Page extract →
= Beginning of Section =
Last month, myself, Tim and Matt left the Fresher-filled streets of Fallowfield for a youth conference in the Czech Republic. After an early start, a delayed flight where they shut down all UK airports for 45 minutes (RIP Queenie), we landed in Krakow, Poland. We arrived at the conference centre in the rural countryside of the Czech Republic and joined together with around 100 other young people and church leaders from all over Europe. The majority of attendees were Ukrainians who have now been displaced to European countries like, Portugal, Belgium, Poland, the UK and Germany. While some were still in Ukraine and had taken long trips to ensure that they could make it over safely. It was a big wake-up call to see the extreme lengths (and long car journeys, 10+ hours) that these people would go to be in fellowship with one another, to come to worship together and to hear God’s word. It was a privilege to witness friends reunite and embrace and then to be welcomed into that group too! I think I had my first selfie no more than 20 minutes into arriving in my dorm room.
= End of Section =
What the task requires → Summarize the account of the youth conference trip in two sentences. Rely only on the text to carry out the task.

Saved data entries
= Beginning of Section =
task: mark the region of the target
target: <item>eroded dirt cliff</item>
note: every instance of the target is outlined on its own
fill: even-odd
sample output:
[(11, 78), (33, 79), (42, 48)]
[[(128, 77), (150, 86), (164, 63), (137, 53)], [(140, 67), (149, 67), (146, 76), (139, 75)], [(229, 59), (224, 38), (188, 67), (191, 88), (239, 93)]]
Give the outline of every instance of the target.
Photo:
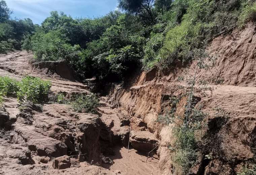
[[(192, 174), (235, 174), (255, 157), (255, 26), (249, 24), (214, 39), (208, 48), (216, 60), (196, 78), (208, 81), (211, 91), (196, 89), (194, 98), (196, 107), (208, 114), (205, 131), (212, 137), (204, 146), (216, 155), (207, 161), (202, 158)], [(25, 51), (1, 56), (0, 75), (49, 79), (50, 95), (91, 93), (89, 86), (65, 79), (75, 79), (72, 70), (65, 75), (57, 70), (64, 68), (32, 66), (32, 57)], [(28, 103), (21, 111), (17, 100), (8, 97), (0, 110), (0, 174), (172, 174), (173, 126), (156, 121), (171, 108), (174, 97), (182, 97), (175, 114), (184, 115), (187, 99), (182, 95), (189, 90), (185, 81), (178, 80), (192, 74), (195, 64), (168, 72), (142, 72), (124, 85), (113, 85), (108, 97), (101, 98), (98, 115), (77, 113), (69, 105), (54, 103)], [(217, 107), (228, 115), (224, 127), (218, 128), (222, 118), (216, 117)], [(214, 140), (220, 135), (221, 140)]]

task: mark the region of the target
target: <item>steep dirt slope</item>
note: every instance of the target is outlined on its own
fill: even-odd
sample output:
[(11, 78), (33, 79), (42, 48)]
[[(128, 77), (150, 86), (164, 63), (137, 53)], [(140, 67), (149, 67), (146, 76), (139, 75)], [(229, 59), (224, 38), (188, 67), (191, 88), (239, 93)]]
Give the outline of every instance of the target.
[[(25, 51), (0, 56), (0, 75), (49, 79), (51, 96), (91, 93), (86, 85), (46, 73), (47, 66), (34, 66), (32, 57)], [(21, 111), (17, 99), (5, 98), (0, 109), (0, 174), (157, 174), (157, 156), (146, 162), (147, 154), (130, 145), (128, 152), (129, 120), (105, 100), (98, 115), (57, 104), (28, 103)]]
[[(227, 111), (230, 118), (223, 134), (225, 141), (218, 146), (223, 152), (222, 158), (204, 163), (196, 174), (233, 174), (245, 161), (255, 156), (255, 26), (249, 24), (242, 31), (236, 29), (230, 35), (215, 38), (208, 48), (210, 55), (217, 59), (209, 69), (200, 71), (196, 78), (208, 81), (213, 91), (205, 94), (198, 90), (195, 94), (199, 101), (197, 105), (209, 114), (209, 124), (213, 122), (214, 129), (218, 128), (212, 121), (216, 119), (217, 107)], [(159, 139), (159, 166), (163, 174), (172, 174), (173, 171), (171, 152), (168, 148), (172, 144), (172, 127), (162, 126), (156, 120), (159, 114), (170, 107), (172, 97), (188, 91), (186, 82), (179, 81), (178, 78), (193, 74), (196, 63), (189, 68), (177, 68), (169, 73), (156, 69), (142, 72), (135, 76), (131, 85), (125, 88), (116, 86), (109, 96), (109, 103), (118, 104), (128, 113), (132, 126), (138, 129), (146, 127)], [(184, 113), (186, 101), (183, 99), (178, 103), (177, 115)]]

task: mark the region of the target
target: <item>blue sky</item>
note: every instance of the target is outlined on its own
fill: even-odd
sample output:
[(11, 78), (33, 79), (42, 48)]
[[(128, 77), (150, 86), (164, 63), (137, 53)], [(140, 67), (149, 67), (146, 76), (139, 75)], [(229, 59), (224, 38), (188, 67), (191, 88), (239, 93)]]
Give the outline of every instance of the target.
[(5, 0), (13, 11), (12, 17), (29, 18), (40, 24), (52, 11), (63, 11), (74, 18), (93, 18), (116, 9), (118, 0)]

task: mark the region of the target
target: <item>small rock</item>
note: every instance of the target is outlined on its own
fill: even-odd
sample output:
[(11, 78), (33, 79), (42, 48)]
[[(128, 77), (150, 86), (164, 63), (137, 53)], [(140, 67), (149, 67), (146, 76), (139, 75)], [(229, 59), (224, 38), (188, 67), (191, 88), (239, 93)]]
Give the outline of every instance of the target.
[(71, 166), (70, 158), (66, 155), (55, 159), (53, 163), (53, 167), (54, 169), (65, 169), (70, 168)]
[(50, 158), (48, 157), (42, 157), (40, 158), (39, 162), (43, 164), (47, 164), (50, 160)]
[(3, 127), (4, 124), (9, 119), (9, 114), (7, 112), (0, 111), (0, 127)]

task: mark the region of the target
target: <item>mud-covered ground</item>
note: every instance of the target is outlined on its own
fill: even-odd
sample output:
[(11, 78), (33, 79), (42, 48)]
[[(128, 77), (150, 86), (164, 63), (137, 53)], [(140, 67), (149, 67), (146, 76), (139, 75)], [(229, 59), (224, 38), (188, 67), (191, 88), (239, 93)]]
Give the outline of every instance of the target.
[[(62, 77), (65, 73), (34, 66), (32, 58), (25, 51), (1, 55), (0, 75), (49, 79), (53, 96), (61, 92), (91, 93), (87, 85)], [(5, 98), (0, 110), (0, 174), (157, 174), (158, 156), (148, 158), (147, 151), (140, 152), (130, 144), (127, 149), (128, 119), (105, 99), (101, 98), (99, 114), (94, 115), (54, 103), (28, 104), (21, 112), (15, 97)]]

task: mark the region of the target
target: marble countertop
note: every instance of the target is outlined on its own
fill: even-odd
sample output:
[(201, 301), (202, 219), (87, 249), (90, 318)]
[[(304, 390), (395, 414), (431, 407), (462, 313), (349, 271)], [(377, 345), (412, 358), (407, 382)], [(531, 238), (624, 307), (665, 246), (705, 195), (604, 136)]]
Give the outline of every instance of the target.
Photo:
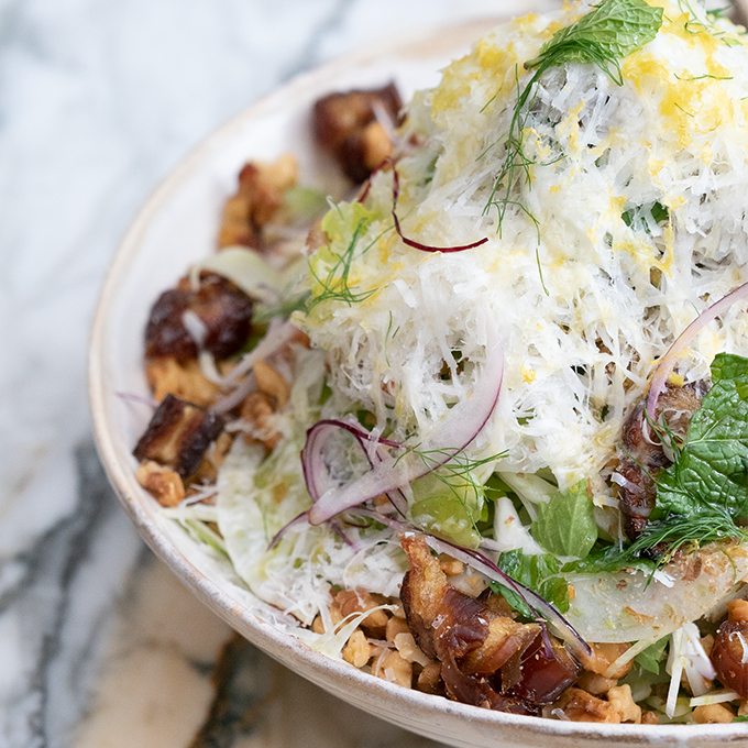
[(153, 558), (92, 446), (88, 329), (133, 213), (232, 114), (395, 26), (556, 4), (0, 0), (0, 746), (436, 745), (285, 671)]
[(553, 4), (0, 0), (1, 746), (429, 745), (275, 664), (152, 557), (92, 446), (88, 329), (134, 212), (232, 114), (395, 26)]

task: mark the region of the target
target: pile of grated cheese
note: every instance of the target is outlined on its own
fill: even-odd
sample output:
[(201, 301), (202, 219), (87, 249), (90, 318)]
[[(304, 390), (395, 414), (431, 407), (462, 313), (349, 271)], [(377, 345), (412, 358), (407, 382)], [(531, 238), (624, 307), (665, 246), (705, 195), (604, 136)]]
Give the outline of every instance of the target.
[[(397, 438), (428, 432), (468, 397), (497, 320), (504, 388), (475, 449), (506, 450), (499, 470), (550, 469), (561, 488), (587, 477), (603, 495), (600, 470), (653, 361), (748, 279), (748, 46), (666, 3), (657, 38), (623, 61), (623, 86), (593, 65), (548, 70), (524, 130), (529, 180), (499, 226), (486, 205), (532, 74), (522, 63), (587, 11), (499, 26), (410, 105), (397, 164), (404, 235), (488, 241), (455, 253), (405, 245), (387, 230), (393, 176), (380, 172), (349, 275), (366, 298), (320, 302), (300, 323), (328, 352), (334, 386)], [(743, 312), (710, 326), (675, 376), (707, 375), (718, 351), (747, 352)]]
[[(748, 280), (748, 45), (726, 22), (664, 4), (656, 40), (622, 62), (623, 86), (592, 65), (543, 75), (522, 133), (529, 178), (501, 224), (486, 206), (532, 75), (522, 64), (590, 7), (497, 28), (415, 96), (397, 154), (403, 233), (482, 245), (406, 245), (387, 169), (363, 205), (331, 210), (330, 246), (309, 256), (314, 302), (293, 319), (315, 350), (297, 363), (285, 440), (265, 462), (240, 446), (219, 476), (221, 534), (258, 597), (309, 624), (330, 585), (397, 594), (407, 564), (389, 531), (360, 532), (351, 548), (302, 524), (268, 550), (309, 506), (305, 430), (366, 409), (378, 432), (426, 438), (470, 396), (496, 326), (502, 394), (470, 455), (504, 453), (496, 470), (550, 471), (562, 490), (587, 479), (598, 506), (615, 505), (601, 470), (627, 407), (685, 327)], [(700, 333), (676, 382), (708, 376), (719, 351), (748, 353), (744, 312), (735, 305)]]

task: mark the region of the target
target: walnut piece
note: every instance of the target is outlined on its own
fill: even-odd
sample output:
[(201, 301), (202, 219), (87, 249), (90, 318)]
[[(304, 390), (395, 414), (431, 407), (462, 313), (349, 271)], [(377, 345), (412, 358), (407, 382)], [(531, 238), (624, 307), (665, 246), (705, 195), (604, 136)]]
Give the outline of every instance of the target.
[(697, 706), (693, 711), (692, 717), (697, 725), (714, 725), (733, 722), (735, 714), (733, 714), (733, 712), (724, 704), (708, 704), (705, 706)]
[(607, 692), (607, 698), (618, 713), (620, 722), (632, 722), (637, 725), (641, 723), (641, 707), (634, 702), (630, 685), (614, 686)]
[(315, 105), (315, 136), (349, 179), (361, 183), (392, 153), (392, 143), (376, 120), (377, 111), (397, 123), (402, 107), (394, 84), (331, 94)]
[(343, 648), (343, 660), (354, 668), (363, 668), (372, 657), (372, 648), (366, 641), (366, 635), (356, 628)]
[(179, 363), (174, 356), (161, 356), (145, 362), (145, 377), (160, 403), (174, 395), (180, 400), (210, 407), (221, 393), (221, 388), (208, 380), (197, 361)]
[(162, 506), (177, 506), (185, 497), (179, 474), (153, 460), (141, 462), (135, 479)]
[(748, 600), (730, 600), (727, 603), (728, 620), (748, 620)]
[(298, 179), (292, 155), (273, 163), (250, 162), (239, 174), (235, 195), (226, 201), (218, 246), (262, 249), (262, 229), (279, 218), (286, 190)]
[(391, 683), (397, 683), (406, 689), (413, 685), (413, 664), (396, 649), (385, 650), (378, 658), (372, 672)]
[(282, 435), (275, 422), (271, 398), (265, 393), (250, 393), (242, 403), (241, 417), (250, 428), (244, 437), (248, 443), (260, 443), (268, 452), (273, 451)]
[(585, 670), (618, 680), (624, 678), (631, 669), (631, 660), (623, 664), (614, 672), (608, 673), (608, 668), (627, 650), (631, 645), (628, 644), (591, 644), (592, 657), (586, 658), (582, 664)]
[(551, 714), (560, 710), (571, 722), (620, 723), (620, 714), (610, 702), (597, 698), (581, 689), (569, 689), (553, 704)]

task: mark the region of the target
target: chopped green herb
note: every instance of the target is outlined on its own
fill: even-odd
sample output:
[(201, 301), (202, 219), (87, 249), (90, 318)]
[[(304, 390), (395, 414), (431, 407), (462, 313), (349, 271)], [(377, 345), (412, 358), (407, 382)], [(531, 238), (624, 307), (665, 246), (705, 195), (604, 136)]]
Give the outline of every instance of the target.
[[(360, 202), (342, 204), (324, 216), (321, 229), (330, 243), (309, 258), (312, 283), (307, 312), (323, 301), (337, 300), (350, 306), (375, 293), (375, 289), (354, 293), (350, 282), (351, 264), (359, 241), (374, 218), (375, 215)], [(364, 248), (363, 252), (367, 249)]]
[[(498, 568), (513, 580), (525, 584), (554, 605), (559, 613), (569, 610), (569, 585), (559, 576), (560, 562), (553, 556), (525, 556), (520, 550), (506, 551), (498, 557)], [(534, 618), (531, 610), (519, 596), (510, 590), (492, 583), (494, 592), (501, 592), (512, 607), (528, 618)]]
[(584, 559), (597, 540), (597, 524), (586, 481), (538, 505), (532, 537), (550, 553)]
[(674, 464), (658, 477), (652, 519), (748, 514), (748, 359), (717, 354), (712, 381)]
[(639, 652), (634, 661), (642, 669), (650, 673), (658, 674), (660, 672), (660, 663), (662, 662), (662, 654), (664, 653), (664, 648), (670, 641), (670, 636), (663, 636), (658, 639), (653, 645), (650, 645), (644, 651)]
[(664, 223), (670, 218), (670, 211), (661, 202), (650, 202), (625, 210), (620, 218), (627, 227), (635, 231), (649, 233), (646, 216), (650, 215), (654, 223)]
[(512, 194), (522, 175), (530, 179), (532, 161), (525, 156), (524, 131), (530, 102), (546, 70), (564, 63), (593, 63), (623, 85), (619, 61), (651, 42), (661, 24), (662, 8), (652, 8), (644, 0), (603, 0), (576, 23), (557, 32), (537, 57), (525, 63), (526, 68), (537, 70), (521, 91), (519, 73), (516, 73), (517, 103), (505, 141), (506, 154), (484, 209), (487, 213), (492, 207), (496, 208), (499, 233), (509, 206), (518, 206), (529, 215)]

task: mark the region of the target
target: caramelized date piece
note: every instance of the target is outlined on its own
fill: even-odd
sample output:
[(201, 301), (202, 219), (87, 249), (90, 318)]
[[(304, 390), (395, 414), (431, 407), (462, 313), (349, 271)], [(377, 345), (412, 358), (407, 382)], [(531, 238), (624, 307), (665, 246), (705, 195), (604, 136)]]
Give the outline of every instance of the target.
[[(706, 392), (703, 381), (683, 387), (668, 384), (658, 398), (654, 420), (661, 422), (664, 419), (676, 437), (684, 438), (691, 416), (701, 408)], [(618, 486), (618, 497), (624, 529), (630, 540), (641, 535), (654, 508), (658, 473), (672, 464), (653, 428), (645, 424), (644, 402), (640, 402), (624, 424), (620, 464), (616, 470), (626, 481), (625, 485)]]
[(176, 288), (163, 293), (151, 309), (145, 328), (145, 356), (174, 356), (180, 363), (197, 359), (195, 340), (184, 323), (187, 310), (206, 326), (205, 348), (216, 359), (237, 353), (252, 329), (252, 299), (230, 280), (215, 273), (201, 273), (198, 290), (183, 278)]
[(748, 622), (726, 620), (719, 627), (712, 663), (723, 685), (748, 698)]
[(551, 652), (538, 637), (525, 651), (520, 661), (521, 680), (512, 695), (532, 704), (551, 704), (580, 675), (582, 666), (574, 660), (562, 644), (551, 639)]
[[(422, 538), (406, 536), (403, 548), (410, 562), (400, 590), (408, 626), (424, 652), (441, 663), (451, 698), (538, 714), (575, 680), (580, 666), (560, 644), (550, 658), (535, 644), (540, 626), (505, 615), (493, 593), (475, 598), (453, 587)], [(508, 686), (502, 688), (505, 674)]]
[(366, 179), (392, 152), (386, 133), (376, 122), (377, 106), (398, 121), (403, 102), (394, 84), (376, 90), (331, 94), (315, 105), (317, 142), (332, 153), (355, 183)]
[(206, 450), (222, 430), (220, 416), (167, 395), (132, 453), (187, 477), (200, 466)]

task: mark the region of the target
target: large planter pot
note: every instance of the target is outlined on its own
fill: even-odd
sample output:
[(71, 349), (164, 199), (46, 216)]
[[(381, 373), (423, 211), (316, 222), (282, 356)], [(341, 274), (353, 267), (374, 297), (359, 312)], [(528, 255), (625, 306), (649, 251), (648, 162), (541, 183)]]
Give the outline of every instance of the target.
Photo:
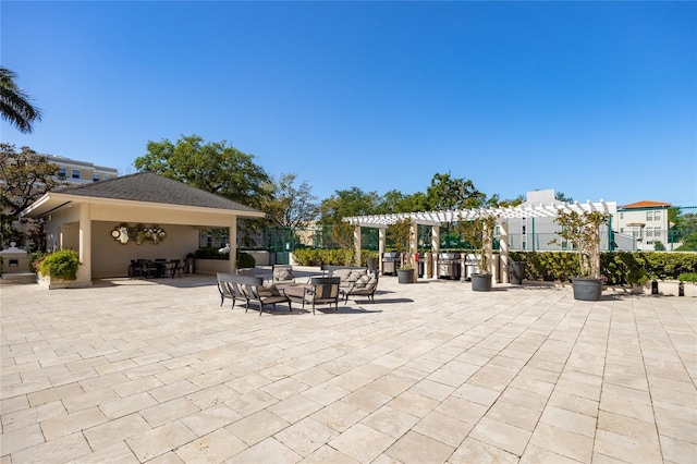
[(573, 278), (571, 286), (574, 290), (574, 300), (597, 302), (602, 296), (602, 281), (598, 279)]
[(414, 283), (414, 269), (398, 269), (398, 283)]
[(75, 280), (64, 280), (52, 276), (37, 276), (36, 282), (39, 286), (48, 290), (54, 289), (83, 289), (91, 286), (90, 282), (77, 282)]
[(513, 261), (511, 264), (511, 273), (509, 280), (514, 285), (519, 285), (525, 279), (525, 261)]
[(474, 290), (475, 292), (490, 292), (491, 274), (490, 273), (473, 273), (472, 290)]
[(379, 266), (378, 258), (371, 256), (371, 257), (369, 257), (367, 259), (367, 261), (368, 261), (368, 270), (369, 271), (377, 271), (378, 270), (378, 266)]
= End of Section =
Problem solution → The writer, Tim and Matt left Fallowfield and, after a delayed flight to Krakow, reached a conference centre in the rural Czech Republic, where they joined around 100 young people and church leaders from all over Europe. Most attendees were Ukrainians displaced to other European countries or still in Ukraine, some of whom made very long journeys to be in fellowship and worship together, and the writer felt it was a privilege to see friends reunite and to be welcomed into the group.